### Task to complete
Among these records, which lines include "positive"? Copy them out.

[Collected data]
=====

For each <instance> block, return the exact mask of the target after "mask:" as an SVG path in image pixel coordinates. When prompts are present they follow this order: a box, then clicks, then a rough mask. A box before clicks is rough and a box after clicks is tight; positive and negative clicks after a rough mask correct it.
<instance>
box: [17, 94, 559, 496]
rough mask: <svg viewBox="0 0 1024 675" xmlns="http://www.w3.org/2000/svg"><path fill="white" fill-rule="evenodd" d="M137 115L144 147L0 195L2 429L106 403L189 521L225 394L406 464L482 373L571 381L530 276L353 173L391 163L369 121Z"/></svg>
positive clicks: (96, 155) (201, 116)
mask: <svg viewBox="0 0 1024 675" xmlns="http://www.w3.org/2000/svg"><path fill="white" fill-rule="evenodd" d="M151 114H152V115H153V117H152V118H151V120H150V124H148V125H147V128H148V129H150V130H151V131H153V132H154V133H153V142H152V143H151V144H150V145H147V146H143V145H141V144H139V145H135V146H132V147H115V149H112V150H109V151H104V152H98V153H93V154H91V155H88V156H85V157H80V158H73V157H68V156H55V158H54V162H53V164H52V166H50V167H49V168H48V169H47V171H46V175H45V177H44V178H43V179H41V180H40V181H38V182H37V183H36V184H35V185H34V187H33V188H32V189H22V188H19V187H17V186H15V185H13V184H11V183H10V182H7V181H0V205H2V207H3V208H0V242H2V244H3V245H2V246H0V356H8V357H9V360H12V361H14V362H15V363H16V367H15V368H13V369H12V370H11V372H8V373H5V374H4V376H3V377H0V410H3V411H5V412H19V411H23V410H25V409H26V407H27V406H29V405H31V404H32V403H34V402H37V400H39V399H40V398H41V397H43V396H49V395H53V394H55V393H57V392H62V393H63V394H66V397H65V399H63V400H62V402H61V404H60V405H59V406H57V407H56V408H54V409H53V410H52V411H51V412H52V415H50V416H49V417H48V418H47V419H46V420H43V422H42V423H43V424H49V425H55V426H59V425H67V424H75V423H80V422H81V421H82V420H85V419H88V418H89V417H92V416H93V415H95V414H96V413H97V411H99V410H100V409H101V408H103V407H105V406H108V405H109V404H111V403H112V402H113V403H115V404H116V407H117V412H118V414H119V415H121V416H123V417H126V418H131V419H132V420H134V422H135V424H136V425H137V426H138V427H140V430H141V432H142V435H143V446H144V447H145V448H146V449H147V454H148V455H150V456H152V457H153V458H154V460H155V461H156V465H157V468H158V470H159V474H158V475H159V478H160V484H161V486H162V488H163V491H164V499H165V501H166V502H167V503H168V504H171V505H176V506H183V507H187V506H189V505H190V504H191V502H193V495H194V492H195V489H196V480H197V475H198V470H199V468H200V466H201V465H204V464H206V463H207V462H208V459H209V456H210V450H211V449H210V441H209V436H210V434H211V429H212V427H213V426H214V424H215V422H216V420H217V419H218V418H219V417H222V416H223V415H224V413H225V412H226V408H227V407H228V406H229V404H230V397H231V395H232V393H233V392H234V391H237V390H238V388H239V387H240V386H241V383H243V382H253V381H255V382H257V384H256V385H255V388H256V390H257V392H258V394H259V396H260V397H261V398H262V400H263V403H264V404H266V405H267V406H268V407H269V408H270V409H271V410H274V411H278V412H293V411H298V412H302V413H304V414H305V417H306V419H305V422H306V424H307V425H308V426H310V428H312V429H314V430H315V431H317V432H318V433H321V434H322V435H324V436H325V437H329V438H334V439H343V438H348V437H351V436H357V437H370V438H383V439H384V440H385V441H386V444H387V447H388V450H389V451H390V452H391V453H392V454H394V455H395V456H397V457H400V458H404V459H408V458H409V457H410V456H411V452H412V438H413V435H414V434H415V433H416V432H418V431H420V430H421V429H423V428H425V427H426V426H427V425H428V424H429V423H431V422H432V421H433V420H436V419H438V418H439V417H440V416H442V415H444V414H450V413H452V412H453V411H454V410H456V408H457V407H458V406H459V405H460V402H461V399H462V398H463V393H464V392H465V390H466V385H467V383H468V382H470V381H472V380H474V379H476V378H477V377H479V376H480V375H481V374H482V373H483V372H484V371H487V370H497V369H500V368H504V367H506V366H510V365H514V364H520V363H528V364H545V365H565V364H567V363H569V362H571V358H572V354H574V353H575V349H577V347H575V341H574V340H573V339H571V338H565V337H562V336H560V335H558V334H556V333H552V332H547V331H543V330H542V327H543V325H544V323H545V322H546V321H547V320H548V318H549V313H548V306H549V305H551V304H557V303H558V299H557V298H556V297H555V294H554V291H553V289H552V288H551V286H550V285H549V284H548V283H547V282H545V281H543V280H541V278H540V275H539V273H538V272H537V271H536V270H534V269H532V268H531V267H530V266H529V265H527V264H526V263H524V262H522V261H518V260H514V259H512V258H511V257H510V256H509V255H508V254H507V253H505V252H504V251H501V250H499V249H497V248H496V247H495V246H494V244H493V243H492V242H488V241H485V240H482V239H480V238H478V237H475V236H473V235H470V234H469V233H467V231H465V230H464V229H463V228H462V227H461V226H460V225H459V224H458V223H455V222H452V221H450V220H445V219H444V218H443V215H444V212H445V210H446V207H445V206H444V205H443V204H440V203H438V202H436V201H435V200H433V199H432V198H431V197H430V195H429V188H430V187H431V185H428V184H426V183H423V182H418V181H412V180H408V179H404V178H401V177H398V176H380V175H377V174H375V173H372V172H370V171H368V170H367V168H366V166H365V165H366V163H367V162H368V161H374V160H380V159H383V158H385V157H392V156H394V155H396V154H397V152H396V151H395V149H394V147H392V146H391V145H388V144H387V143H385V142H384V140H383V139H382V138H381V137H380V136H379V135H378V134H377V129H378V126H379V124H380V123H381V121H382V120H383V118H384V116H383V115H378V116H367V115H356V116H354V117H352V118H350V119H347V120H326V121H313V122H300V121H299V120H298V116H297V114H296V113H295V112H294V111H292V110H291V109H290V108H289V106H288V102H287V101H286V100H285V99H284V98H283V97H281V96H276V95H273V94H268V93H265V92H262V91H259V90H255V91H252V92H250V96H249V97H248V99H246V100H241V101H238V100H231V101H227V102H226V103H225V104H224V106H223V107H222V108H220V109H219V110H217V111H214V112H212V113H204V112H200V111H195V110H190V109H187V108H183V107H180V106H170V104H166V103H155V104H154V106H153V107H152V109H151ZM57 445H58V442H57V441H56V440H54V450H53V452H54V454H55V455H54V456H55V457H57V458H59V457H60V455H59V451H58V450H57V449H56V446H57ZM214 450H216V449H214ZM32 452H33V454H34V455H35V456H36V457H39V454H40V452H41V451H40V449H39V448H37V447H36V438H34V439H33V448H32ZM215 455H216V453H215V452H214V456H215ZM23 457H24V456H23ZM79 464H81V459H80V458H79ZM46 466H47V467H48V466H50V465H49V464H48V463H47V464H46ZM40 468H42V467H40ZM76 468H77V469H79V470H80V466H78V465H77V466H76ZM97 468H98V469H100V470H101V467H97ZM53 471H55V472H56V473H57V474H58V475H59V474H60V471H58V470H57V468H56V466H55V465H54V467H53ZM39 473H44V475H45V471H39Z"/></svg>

=====

### Output for this exercise
For each <instance> block, return the exact mask of the target after "mask:" as an SVG path in image pixel coordinates. When prompts are present they follow this order: a box, then clicks, then a rough mask. A box before clicks is rough and a box after clicks is tight; positive and negative clicks after a rough mask correct it.
positive clicks: (96, 155) (201, 116)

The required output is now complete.